* _WRITTEN EXERCISE_
Tally the lines in the data below that contain the string "query" and give only that number.

-=-=-

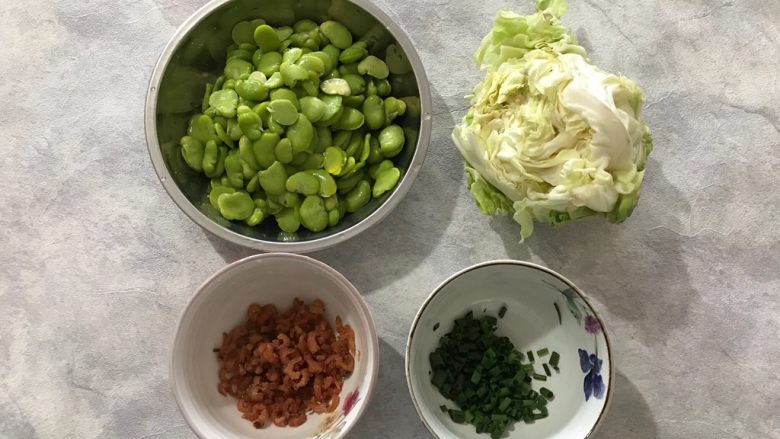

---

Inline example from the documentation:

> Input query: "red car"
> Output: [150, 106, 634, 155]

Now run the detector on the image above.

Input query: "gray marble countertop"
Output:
[0, 0, 780, 439]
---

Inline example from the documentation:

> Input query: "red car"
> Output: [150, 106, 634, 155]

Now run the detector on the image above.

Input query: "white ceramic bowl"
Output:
[406, 261, 613, 439]
[170, 253, 379, 439]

-=-=-

* _OUTPUT OF THE TASK_
4